** Start Data section **

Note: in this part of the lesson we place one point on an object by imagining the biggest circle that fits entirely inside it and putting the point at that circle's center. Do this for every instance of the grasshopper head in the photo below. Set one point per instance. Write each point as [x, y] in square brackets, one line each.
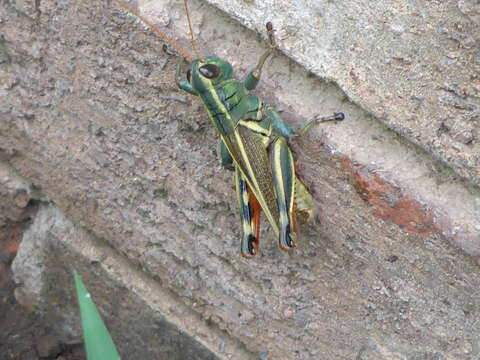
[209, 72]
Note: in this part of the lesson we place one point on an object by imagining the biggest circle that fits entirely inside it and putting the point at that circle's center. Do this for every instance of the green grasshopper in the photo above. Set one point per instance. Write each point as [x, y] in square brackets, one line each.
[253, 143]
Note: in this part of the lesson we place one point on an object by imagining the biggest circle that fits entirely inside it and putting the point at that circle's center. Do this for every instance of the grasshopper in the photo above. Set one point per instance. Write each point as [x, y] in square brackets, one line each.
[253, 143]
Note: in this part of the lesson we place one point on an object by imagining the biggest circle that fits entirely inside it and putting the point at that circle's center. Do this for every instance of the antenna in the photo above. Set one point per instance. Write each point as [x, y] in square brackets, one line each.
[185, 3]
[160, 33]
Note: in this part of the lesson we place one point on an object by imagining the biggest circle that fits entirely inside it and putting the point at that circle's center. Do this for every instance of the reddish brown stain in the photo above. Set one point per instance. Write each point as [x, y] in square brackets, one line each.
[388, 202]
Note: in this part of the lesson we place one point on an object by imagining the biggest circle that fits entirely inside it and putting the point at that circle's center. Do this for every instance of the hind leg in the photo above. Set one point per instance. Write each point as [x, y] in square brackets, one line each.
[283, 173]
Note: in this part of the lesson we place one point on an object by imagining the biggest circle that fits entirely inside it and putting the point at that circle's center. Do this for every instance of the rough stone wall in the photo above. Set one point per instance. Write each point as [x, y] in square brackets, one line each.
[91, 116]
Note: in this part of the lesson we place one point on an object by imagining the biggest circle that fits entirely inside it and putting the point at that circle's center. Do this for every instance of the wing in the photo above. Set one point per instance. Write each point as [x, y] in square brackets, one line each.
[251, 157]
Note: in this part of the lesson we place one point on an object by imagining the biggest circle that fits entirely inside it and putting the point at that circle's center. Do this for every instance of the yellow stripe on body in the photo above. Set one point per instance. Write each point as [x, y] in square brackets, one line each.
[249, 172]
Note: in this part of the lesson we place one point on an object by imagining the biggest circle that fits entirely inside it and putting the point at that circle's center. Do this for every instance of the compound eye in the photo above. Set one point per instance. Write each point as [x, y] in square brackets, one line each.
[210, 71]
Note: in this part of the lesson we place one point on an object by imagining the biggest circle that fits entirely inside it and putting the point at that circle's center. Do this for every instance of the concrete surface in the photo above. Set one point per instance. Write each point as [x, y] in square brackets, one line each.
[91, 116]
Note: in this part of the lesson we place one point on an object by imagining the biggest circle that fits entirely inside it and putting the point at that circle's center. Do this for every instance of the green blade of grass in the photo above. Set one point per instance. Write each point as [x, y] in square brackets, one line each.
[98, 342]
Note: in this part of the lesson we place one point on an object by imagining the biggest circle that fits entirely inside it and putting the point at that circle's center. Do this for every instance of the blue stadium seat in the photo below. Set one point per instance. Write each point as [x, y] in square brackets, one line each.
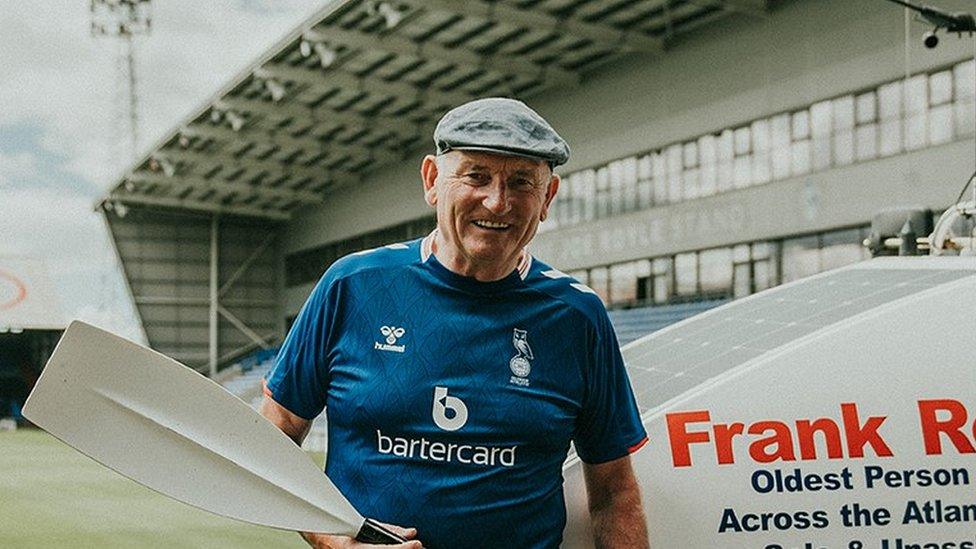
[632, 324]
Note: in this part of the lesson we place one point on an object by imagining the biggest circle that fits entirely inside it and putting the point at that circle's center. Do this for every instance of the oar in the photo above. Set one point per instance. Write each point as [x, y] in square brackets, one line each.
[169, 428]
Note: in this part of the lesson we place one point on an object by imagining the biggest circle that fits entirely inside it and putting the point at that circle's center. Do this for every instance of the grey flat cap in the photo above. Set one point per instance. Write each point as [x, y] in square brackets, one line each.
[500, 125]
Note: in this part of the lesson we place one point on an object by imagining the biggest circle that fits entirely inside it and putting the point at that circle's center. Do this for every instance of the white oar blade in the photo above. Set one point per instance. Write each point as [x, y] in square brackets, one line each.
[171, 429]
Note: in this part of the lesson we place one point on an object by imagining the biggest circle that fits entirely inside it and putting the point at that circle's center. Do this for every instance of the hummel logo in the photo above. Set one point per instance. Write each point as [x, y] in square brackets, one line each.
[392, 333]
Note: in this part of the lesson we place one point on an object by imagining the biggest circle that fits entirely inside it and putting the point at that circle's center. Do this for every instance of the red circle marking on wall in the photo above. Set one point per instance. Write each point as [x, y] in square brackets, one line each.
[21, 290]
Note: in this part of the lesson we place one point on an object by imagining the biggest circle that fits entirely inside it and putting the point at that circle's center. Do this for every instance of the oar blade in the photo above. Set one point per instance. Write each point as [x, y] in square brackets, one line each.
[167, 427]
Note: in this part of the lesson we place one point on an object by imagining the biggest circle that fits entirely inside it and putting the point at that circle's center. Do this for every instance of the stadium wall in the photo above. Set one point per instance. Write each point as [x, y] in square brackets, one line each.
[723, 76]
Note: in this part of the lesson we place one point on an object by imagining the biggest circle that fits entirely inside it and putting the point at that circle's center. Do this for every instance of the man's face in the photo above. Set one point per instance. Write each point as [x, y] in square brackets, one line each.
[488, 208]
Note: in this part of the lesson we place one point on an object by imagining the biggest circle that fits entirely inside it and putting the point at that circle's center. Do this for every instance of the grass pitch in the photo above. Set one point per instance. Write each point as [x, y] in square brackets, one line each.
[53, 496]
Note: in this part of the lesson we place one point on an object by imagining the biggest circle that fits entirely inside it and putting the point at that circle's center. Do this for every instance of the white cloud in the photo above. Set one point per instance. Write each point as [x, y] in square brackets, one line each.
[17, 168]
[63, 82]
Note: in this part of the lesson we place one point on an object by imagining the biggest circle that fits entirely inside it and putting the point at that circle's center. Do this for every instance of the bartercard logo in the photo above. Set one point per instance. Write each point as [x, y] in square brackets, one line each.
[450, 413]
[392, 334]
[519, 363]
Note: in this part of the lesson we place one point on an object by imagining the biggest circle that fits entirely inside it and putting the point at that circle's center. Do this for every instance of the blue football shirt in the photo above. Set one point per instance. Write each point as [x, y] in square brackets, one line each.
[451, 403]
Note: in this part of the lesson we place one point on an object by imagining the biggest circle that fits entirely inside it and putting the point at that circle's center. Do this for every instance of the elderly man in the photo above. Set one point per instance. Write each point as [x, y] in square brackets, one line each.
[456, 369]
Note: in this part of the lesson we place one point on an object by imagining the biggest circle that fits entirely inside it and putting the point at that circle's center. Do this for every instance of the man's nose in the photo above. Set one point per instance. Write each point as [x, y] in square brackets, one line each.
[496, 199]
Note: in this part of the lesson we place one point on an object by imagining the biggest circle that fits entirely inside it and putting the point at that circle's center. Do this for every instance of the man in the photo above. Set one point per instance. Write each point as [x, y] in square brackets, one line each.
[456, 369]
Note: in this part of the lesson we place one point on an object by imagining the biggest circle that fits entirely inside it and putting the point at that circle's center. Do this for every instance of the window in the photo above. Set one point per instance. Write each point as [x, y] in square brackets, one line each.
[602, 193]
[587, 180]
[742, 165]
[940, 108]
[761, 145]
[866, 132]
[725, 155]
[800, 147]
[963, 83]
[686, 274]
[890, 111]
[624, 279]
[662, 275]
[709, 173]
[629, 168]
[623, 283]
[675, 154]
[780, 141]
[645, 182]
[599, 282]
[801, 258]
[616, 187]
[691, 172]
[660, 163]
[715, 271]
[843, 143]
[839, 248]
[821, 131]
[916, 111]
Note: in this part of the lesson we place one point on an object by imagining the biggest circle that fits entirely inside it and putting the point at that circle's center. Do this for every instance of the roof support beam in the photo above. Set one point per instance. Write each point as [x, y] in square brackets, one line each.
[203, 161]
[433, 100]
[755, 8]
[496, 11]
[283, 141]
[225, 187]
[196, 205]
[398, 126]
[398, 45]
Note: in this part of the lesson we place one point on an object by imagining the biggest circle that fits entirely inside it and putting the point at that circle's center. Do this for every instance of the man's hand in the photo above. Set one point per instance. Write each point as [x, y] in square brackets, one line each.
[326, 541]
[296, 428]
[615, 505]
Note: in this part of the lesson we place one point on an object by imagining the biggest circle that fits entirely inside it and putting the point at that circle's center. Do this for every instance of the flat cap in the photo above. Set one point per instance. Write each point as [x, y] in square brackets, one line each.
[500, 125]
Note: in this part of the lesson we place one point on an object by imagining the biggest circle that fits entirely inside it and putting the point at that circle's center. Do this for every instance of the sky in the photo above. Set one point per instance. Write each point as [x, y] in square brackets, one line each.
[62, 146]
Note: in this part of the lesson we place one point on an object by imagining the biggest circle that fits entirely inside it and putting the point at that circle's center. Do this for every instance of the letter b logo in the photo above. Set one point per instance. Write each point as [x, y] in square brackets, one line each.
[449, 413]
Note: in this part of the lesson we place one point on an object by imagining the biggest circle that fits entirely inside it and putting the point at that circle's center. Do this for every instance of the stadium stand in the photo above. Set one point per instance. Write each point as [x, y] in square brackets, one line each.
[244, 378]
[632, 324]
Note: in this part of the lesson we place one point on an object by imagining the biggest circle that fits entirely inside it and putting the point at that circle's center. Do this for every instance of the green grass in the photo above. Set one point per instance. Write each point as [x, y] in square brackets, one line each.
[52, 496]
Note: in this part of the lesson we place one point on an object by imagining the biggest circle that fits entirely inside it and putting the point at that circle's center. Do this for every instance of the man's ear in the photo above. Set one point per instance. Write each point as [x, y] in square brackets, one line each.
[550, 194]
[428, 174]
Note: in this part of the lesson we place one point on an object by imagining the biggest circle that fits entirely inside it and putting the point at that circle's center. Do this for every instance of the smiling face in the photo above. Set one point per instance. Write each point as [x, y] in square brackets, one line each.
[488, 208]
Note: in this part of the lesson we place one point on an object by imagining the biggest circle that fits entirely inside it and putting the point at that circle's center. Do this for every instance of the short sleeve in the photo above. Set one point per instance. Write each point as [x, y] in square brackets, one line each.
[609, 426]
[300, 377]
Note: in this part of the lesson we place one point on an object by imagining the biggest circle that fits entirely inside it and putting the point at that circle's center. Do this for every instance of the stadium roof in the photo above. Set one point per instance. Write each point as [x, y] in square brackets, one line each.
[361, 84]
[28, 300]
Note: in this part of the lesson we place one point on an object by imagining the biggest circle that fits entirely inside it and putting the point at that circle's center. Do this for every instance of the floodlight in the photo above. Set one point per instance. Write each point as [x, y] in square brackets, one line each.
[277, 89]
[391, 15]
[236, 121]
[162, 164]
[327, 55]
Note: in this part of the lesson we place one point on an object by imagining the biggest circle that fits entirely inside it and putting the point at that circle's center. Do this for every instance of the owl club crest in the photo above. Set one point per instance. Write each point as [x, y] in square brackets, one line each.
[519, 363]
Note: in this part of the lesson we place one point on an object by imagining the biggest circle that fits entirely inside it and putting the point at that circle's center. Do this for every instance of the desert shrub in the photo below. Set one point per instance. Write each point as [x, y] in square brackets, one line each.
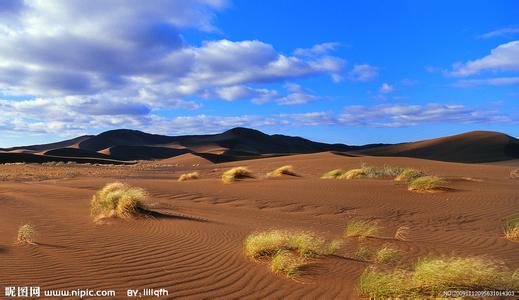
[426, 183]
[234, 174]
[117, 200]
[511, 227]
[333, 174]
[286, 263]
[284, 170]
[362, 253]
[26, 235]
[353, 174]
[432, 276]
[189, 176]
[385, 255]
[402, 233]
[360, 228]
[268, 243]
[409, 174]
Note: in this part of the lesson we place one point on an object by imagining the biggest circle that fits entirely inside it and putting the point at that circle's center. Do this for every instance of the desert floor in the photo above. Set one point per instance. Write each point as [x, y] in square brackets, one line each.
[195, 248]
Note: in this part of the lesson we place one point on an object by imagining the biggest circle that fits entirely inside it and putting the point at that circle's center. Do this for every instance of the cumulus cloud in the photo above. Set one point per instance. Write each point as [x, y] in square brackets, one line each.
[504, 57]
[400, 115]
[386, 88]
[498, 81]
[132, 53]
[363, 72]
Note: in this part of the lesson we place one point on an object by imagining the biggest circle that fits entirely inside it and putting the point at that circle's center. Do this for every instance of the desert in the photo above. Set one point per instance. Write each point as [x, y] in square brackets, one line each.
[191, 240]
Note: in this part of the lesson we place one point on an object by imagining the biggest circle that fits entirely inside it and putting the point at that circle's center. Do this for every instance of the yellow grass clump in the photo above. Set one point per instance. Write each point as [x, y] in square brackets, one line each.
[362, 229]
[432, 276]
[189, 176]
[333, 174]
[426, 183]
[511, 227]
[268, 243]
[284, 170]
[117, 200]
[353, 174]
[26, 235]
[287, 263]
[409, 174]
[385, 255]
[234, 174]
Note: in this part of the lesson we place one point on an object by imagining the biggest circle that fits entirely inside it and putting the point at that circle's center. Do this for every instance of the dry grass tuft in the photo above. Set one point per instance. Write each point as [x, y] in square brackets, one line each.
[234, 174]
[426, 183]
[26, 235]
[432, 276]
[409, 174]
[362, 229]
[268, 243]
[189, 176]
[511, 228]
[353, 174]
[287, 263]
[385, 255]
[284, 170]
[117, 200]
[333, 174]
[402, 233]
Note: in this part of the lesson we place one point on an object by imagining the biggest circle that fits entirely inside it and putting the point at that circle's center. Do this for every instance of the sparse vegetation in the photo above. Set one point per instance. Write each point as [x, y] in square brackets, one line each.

** End Data section **

Stated goal >> Every line from the one holding "the desert in" through the final line of the listing must be echoed exactly; leave out all other lines.

Solution for this task >>
Note: in this part of the lesson we place one point on an object by imagining the biggest circle that fits entirely inside it and putting the point at that circle's center. Do this for every instance of the desert in the photo above. Set one point per instance. Write each point as [x, y] in square brackets, one line each.
[191, 240]
Note: in this part of the lesson we place one point on an object by imagining the biggest circle that fits entirely inside it and putting the point at that circle's center. Do this for every instance of the yellow grass clump in the photo above. Set one point per instance. Write each point as [x, y] in square brackets, one line each.
[362, 229]
[432, 276]
[189, 176]
[333, 174]
[426, 183]
[511, 227]
[268, 243]
[284, 170]
[117, 200]
[353, 174]
[26, 235]
[287, 263]
[409, 174]
[385, 255]
[234, 174]
Note: in this part of the lesson we place one point on an object by imagining the biggest circle that fits entirely inside it and putting the point at that circle's center. Do this for every instance of the dry grass tuft in the photo above. Set one point per instance. Write each point as [x, y] in square brackets, one line each.
[234, 174]
[426, 183]
[26, 235]
[432, 276]
[409, 174]
[362, 229]
[268, 243]
[189, 176]
[511, 228]
[353, 174]
[287, 263]
[385, 255]
[284, 170]
[117, 200]
[333, 174]
[402, 233]
Note: in this part of the lesson we place one point on an object by imagining the biggest circle that fits entirely inside it and putting the point at that circle's center. Do this for every instance of the sparse vegetation in the photo above. Set one point per instance. Write each point as [x, y] in square brackets, one line each.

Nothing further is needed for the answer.